Data shown —

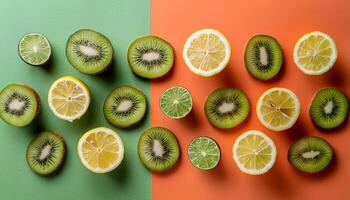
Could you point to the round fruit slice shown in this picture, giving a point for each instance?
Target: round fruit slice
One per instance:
(278, 109)
(101, 150)
(19, 104)
(46, 153)
(254, 152)
(204, 153)
(263, 57)
(310, 154)
(125, 106)
(207, 52)
(150, 57)
(176, 102)
(227, 107)
(69, 98)
(329, 108)
(89, 51)
(158, 149)
(315, 53)
(34, 49)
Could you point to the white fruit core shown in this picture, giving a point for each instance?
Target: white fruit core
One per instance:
(89, 51)
(263, 56)
(45, 151)
(158, 148)
(329, 107)
(124, 106)
(310, 154)
(226, 107)
(151, 56)
(16, 104)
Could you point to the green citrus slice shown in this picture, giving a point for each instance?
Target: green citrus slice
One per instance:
(34, 49)
(176, 102)
(204, 153)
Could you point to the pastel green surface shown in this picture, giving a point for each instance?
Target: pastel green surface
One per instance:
(121, 21)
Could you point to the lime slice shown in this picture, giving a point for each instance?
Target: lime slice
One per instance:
(34, 49)
(204, 153)
(176, 102)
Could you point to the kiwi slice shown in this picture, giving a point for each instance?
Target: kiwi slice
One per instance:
(125, 106)
(227, 107)
(150, 57)
(329, 108)
(310, 154)
(19, 104)
(89, 52)
(158, 149)
(263, 57)
(46, 153)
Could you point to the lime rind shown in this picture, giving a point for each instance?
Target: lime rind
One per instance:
(34, 49)
(204, 153)
(176, 102)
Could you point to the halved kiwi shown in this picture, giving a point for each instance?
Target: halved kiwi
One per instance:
(158, 149)
(329, 108)
(227, 107)
(89, 52)
(310, 154)
(150, 57)
(19, 104)
(125, 106)
(263, 57)
(46, 153)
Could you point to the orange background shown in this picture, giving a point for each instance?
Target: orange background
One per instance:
(239, 20)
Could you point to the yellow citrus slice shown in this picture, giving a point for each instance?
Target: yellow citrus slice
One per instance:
(315, 53)
(254, 152)
(207, 52)
(69, 98)
(101, 150)
(278, 109)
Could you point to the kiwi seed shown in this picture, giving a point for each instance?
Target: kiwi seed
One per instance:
(46, 153)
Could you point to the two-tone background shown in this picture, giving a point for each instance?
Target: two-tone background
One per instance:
(124, 20)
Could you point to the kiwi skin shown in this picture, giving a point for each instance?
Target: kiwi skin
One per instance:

Exercise brief — Some lines contain the word "orange". Pull each one out of the listing.

Answer to this problem —
Could you point to the orange background shown in this picture, giving a point for each instance?
Target: orange background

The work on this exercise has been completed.